> [TEXTO DE ORIGEM]
# # # # #

Eu não sou um admirador das minorais sexuais, simpatizante sequer. Mas tenho por certo que elas, as minorias, tem o direito de existir, de se manifestar, de reclamar contra proibições vesgas. E é disso que se trata: a Hungria incumpre sistematicamente Direitos Humanos e faz o que pode para prejudicar a UE. Por mim já estaria fora da carroça mesmo se isso favorece a Rússia que, aliás, bem a espezinhou como ainda estarão lembrados.
Tudo isto é risível, ordinarote, tristonho e, obviamente, fortemente reaccionário.
Algum dia virá que os amigos do dr. Costa virão bater-me à porta indignados por em certas zonas mais populares de Lisboa lhe chamarem “monhé” ou “o preto”

# # # # #

[Registos de anotações de deteção]
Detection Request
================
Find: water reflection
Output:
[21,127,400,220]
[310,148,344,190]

# # # # #

> [O QUE FAZER]
Segundo o texto, que país "incumpre sistematicamente Direitos Humanos e faz o que pode para prejudicar a UE"? Responda apenas com base no texto.

> [RESPOSTA]
A Hungria.